Region pointing data:
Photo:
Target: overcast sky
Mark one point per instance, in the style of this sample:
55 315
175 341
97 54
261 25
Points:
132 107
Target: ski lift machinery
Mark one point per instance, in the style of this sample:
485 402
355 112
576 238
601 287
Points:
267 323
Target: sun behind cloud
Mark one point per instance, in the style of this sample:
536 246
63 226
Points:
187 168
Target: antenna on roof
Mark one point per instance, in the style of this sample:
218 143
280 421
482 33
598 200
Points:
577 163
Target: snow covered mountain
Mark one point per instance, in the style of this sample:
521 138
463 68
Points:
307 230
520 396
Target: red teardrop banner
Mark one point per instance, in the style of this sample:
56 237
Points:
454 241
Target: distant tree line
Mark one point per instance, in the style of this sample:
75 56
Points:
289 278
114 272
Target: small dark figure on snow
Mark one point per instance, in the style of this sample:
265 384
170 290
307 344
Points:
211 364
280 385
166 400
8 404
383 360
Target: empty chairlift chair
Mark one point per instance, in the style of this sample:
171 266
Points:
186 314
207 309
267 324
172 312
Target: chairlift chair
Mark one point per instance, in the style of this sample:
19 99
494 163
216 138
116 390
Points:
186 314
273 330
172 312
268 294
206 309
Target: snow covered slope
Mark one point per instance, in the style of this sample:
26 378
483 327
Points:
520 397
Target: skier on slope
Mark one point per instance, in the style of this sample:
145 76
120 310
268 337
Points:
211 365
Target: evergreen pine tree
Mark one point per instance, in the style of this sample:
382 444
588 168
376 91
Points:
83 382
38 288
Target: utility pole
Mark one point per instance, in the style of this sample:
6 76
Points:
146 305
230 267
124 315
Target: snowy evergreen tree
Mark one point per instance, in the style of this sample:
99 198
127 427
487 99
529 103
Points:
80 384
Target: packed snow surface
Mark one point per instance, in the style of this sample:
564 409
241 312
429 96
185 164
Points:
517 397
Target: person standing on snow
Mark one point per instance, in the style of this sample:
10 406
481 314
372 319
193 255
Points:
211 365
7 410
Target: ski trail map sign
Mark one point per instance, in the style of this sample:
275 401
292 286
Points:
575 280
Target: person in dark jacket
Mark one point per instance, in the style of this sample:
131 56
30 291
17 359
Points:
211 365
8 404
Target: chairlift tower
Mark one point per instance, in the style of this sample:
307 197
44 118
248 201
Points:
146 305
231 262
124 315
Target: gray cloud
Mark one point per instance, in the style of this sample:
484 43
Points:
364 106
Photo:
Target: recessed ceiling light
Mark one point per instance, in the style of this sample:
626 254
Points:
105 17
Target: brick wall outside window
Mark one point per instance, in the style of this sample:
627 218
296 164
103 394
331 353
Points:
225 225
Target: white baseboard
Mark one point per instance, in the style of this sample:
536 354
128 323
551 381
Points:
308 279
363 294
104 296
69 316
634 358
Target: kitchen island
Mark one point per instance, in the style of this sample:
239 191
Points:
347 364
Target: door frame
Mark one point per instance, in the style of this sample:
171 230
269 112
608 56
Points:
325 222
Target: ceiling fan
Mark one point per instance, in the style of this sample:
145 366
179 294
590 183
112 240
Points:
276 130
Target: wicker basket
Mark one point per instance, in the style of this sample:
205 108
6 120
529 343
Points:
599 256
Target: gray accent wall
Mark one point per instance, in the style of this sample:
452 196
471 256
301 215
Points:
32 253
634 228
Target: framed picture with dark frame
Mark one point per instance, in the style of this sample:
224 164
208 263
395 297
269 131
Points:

-- Exercise details --
Look through the entries above and report each line where the string "cloud" occurs.

-- Solution for this task --
Target: sun behind cloud
Target: gray cloud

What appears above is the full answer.